Directions for this task
In the entries that follow, find the line containing "Every <instance> block"; from there, copy every line exactly through the line containing "positive clicks: (144, 209)".

Dataset
'''

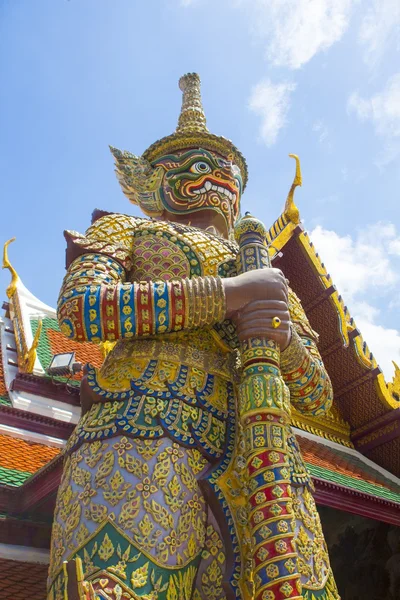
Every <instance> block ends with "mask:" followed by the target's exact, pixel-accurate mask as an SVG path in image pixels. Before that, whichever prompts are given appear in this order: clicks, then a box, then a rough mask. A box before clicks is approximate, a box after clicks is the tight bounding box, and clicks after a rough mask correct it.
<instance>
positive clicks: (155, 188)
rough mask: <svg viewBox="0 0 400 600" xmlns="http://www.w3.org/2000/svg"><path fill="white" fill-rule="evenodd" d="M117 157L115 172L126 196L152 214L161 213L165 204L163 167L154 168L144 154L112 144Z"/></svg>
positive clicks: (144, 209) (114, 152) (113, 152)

'''
'''

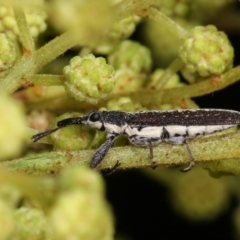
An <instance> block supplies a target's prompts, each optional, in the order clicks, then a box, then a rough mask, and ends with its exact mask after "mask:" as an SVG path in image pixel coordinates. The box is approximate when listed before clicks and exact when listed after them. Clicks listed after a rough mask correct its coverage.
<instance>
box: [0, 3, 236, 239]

'''

Written reply
Every <instance> block ends with "mask:" followed by the target's exact, pixel-accurate mask as an SVG path in image pixels. Before that, whichever prompts are given appear in this order: clicks, then a box, then a rough mask. A box before clicks is approximate, a box after clicks is the tight bounding box, and clicks after a rough mask correct it.
<instance>
positive clicks: (155, 188)
rough mask: <svg viewBox="0 0 400 600" xmlns="http://www.w3.org/2000/svg"><path fill="white" fill-rule="evenodd" d="M117 157L115 172L126 196L152 214L161 213L165 204L163 167L154 168L144 154L112 144Z"/></svg>
positive clicks: (144, 209) (114, 152) (113, 152)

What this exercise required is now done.